What to produce: The answer should consist of each line below that contains the word "painted".

━━━━━━━━

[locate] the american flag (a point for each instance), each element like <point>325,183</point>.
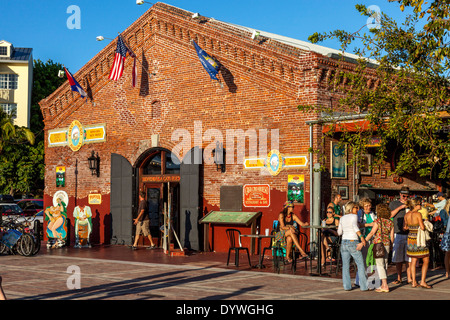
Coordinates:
<point>119,60</point>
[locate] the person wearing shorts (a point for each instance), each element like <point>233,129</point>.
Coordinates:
<point>142,222</point>
<point>399,256</point>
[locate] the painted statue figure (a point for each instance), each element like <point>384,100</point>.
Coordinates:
<point>83,226</point>
<point>57,227</point>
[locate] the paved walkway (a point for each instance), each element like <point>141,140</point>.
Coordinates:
<point>117,273</point>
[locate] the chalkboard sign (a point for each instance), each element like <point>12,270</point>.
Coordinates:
<point>230,217</point>
<point>231,198</point>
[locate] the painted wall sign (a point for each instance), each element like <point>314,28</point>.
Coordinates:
<point>76,135</point>
<point>60,176</point>
<point>95,198</point>
<point>256,195</point>
<point>160,178</point>
<point>296,188</point>
<point>275,162</point>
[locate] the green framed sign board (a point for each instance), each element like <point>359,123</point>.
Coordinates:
<point>230,217</point>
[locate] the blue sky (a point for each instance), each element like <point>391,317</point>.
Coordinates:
<point>43,24</point>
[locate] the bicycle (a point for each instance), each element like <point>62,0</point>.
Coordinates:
<point>15,239</point>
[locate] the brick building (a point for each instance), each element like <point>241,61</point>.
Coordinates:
<point>142,133</point>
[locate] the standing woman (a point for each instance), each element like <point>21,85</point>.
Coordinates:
<point>382,232</point>
<point>351,244</point>
<point>2,293</point>
<point>413,222</point>
<point>287,218</point>
<point>329,235</point>
<point>445,246</point>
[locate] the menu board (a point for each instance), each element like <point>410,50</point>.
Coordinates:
<point>230,217</point>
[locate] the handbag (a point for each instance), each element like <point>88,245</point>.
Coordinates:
<point>379,250</point>
<point>445,242</point>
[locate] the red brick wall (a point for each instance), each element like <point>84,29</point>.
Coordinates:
<point>262,86</point>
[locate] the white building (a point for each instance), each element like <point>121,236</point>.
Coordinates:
<point>16,82</point>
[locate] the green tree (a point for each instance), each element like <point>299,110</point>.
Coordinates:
<point>399,85</point>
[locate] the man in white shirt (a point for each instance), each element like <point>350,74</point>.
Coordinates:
<point>351,245</point>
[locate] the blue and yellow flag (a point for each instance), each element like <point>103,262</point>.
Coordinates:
<point>209,63</point>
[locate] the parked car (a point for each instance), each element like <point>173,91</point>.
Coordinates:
<point>31,206</point>
<point>6,198</point>
<point>7,209</point>
<point>29,219</point>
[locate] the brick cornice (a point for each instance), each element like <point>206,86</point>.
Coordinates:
<point>269,62</point>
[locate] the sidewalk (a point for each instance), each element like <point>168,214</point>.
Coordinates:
<point>119,273</point>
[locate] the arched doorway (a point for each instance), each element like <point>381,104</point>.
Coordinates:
<point>159,177</point>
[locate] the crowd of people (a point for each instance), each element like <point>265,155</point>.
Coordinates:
<point>401,228</point>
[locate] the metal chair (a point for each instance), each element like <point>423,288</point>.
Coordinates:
<point>234,241</point>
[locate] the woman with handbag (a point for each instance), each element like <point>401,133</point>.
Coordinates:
<point>287,220</point>
<point>351,246</point>
<point>413,221</point>
<point>383,235</point>
<point>445,246</point>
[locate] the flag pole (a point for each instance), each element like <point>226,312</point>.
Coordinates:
<point>135,57</point>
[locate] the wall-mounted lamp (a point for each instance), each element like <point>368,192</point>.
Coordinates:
<point>101,38</point>
<point>255,34</point>
<point>219,157</point>
<point>139,2</point>
<point>94,164</point>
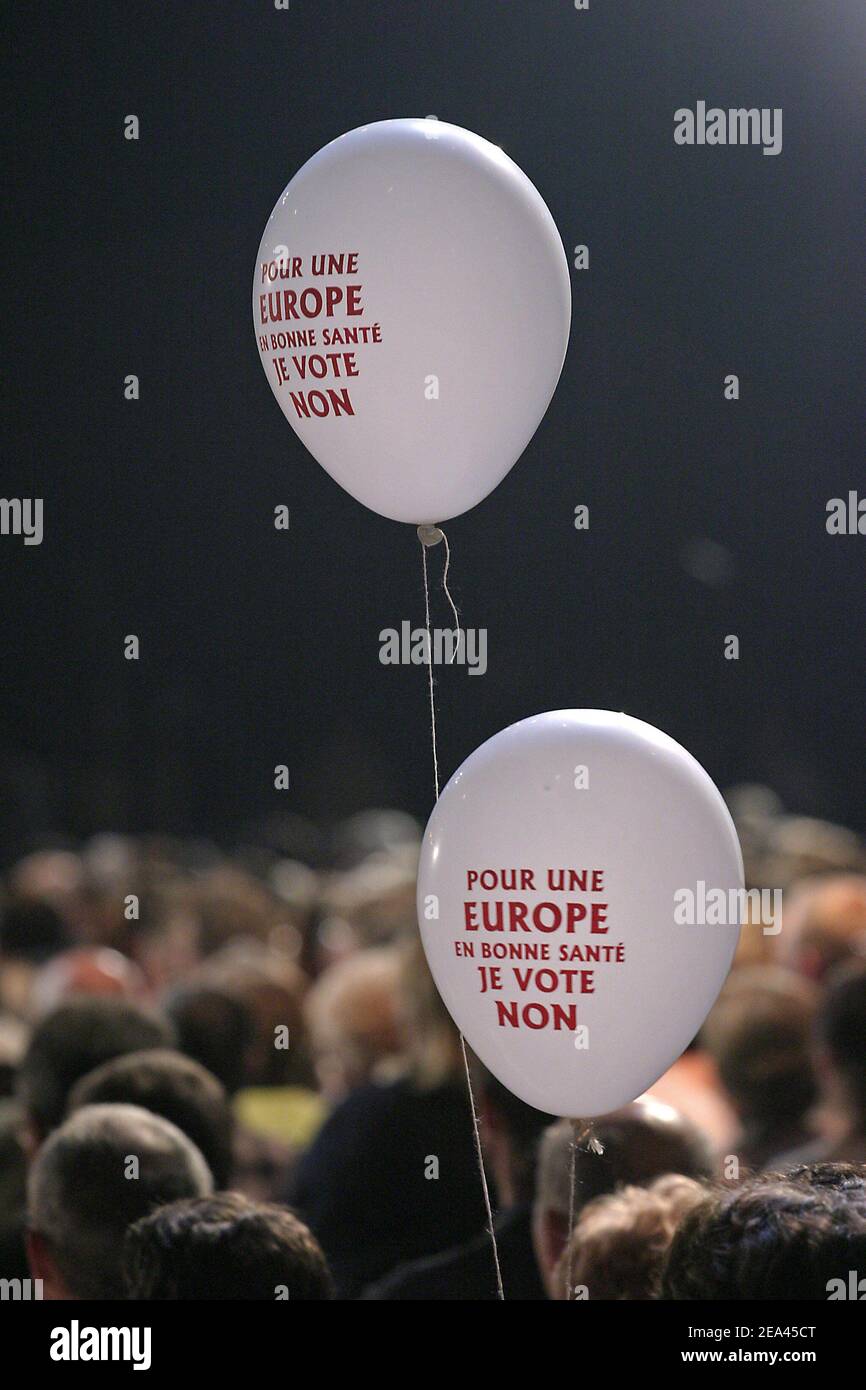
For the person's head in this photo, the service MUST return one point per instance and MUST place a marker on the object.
(352, 1016)
(766, 1240)
(85, 970)
(823, 923)
(224, 1247)
(619, 1243)
(68, 1043)
(841, 1040)
(214, 1029)
(103, 1169)
(174, 1087)
(641, 1141)
(838, 1178)
(31, 931)
(759, 1036)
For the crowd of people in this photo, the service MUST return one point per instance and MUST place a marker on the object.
(228, 1075)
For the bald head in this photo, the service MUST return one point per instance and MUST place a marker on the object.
(103, 1169)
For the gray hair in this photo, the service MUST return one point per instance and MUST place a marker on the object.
(103, 1169)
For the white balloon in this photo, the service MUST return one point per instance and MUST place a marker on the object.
(645, 833)
(433, 341)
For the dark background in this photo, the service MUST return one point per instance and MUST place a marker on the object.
(262, 648)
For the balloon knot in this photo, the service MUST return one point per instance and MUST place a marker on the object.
(430, 535)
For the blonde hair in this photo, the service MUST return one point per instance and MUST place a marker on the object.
(619, 1244)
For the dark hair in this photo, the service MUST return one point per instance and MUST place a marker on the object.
(175, 1087)
(216, 1029)
(841, 1025)
(224, 1247)
(32, 931)
(71, 1041)
(766, 1240)
(840, 1178)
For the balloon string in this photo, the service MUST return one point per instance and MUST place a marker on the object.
(572, 1186)
(594, 1146)
(448, 594)
(466, 1068)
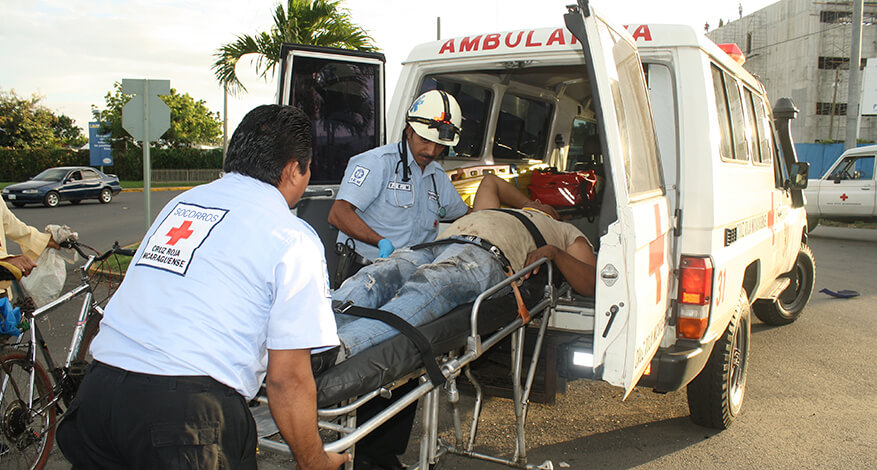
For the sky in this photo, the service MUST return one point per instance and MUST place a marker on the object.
(72, 51)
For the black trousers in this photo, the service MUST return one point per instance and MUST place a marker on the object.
(121, 419)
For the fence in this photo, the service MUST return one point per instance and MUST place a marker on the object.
(194, 175)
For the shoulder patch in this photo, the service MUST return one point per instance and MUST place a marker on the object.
(359, 175)
(173, 244)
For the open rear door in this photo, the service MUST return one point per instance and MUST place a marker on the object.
(633, 263)
(342, 91)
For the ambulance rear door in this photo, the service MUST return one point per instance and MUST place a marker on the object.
(342, 91)
(633, 272)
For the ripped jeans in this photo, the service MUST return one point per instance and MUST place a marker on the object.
(417, 285)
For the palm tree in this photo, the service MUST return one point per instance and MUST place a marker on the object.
(311, 22)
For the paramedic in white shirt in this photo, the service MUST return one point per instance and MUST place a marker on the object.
(226, 287)
(386, 202)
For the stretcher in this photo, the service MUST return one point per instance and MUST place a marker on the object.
(459, 338)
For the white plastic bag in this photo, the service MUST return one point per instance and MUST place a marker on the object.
(46, 281)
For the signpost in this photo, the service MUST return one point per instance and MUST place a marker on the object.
(146, 118)
(99, 149)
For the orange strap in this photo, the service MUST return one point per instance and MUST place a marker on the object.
(522, 309)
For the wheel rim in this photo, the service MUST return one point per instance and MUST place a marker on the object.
(796, 292)
(737, 366)
(24, 437)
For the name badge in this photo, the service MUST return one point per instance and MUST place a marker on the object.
(399, 186)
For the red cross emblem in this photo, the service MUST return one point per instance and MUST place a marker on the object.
(180, 233)
(656, 253)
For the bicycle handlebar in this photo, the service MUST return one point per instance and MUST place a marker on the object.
(115, 250)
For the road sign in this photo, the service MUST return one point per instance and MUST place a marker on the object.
(99, 149)
(146, 117)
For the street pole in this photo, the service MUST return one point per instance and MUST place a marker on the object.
(852, 130)
(224, 124)
(147, 165)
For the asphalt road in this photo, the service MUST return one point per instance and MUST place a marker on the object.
(810, 399)
(99, 225)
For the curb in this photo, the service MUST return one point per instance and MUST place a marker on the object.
(172, 188)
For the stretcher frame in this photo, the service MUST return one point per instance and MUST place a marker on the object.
(342, 419)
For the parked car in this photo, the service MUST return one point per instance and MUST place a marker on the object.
(65, 183)
(847, 191)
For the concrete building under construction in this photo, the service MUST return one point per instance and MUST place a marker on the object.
(800, 49)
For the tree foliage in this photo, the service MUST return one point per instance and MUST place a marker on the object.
(311, 22)
(192, 123)
(26, 124)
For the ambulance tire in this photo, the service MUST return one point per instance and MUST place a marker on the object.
(715, 396)
(789, 305)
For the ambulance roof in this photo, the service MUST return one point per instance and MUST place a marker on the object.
(516, 45)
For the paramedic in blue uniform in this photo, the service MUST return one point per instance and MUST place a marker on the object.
(394, 196)
(228, 286)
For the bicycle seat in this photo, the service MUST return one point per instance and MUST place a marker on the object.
(9, 272)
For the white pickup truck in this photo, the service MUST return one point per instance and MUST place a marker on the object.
(847, 191)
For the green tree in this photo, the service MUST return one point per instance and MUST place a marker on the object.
(311, 22)
(26, 124)
(192, 123)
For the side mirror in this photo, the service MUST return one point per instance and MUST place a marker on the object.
(798, 175)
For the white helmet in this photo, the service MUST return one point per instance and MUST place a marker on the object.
(435, 116)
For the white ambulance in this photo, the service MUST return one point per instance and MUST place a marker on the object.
(700, 214)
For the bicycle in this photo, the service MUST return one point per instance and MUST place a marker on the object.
(32, 399)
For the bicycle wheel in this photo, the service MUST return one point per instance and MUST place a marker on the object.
(25, 438)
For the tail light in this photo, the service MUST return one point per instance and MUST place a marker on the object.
(695, 293)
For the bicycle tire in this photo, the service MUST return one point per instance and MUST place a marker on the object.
(25, 443)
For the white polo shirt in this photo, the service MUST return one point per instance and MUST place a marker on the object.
(225, 272)
(405, 212)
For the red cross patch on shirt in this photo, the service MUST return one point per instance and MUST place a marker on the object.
(171, 247)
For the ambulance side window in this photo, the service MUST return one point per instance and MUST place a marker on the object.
(522, 128)
(633, 111)
(726, 149)
(735, 111)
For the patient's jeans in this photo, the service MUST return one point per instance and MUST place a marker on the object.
(417, 285)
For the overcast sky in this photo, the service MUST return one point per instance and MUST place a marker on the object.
(72, 51)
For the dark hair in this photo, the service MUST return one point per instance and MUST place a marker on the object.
(266, 140)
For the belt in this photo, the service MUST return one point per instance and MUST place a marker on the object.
(472, 240)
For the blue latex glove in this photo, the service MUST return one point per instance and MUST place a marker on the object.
(9, 318)
(386, 247)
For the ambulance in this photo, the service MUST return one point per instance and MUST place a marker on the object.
(698, 218)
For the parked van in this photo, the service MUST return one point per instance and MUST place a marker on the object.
(699, 216)
(847, 191)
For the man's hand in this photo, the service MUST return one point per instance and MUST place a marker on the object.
(53, 244)
(23, 263)
(292, 398)
(386, 248)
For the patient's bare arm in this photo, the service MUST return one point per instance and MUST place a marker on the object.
(493, 192)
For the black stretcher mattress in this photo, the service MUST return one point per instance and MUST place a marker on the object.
(397, 357)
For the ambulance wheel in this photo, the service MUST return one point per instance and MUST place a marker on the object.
(715, 396)
(789, 305)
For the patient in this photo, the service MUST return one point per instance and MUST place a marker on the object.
(422, 284)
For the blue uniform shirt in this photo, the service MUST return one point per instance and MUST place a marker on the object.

━━━━━━━━

The completed task:
[locate] the painted statue figure (a point for each instance), each element like <point>384,100</point>.
[locate] the painted wall sign (a point for each instance), each element like <point>314,28</point>.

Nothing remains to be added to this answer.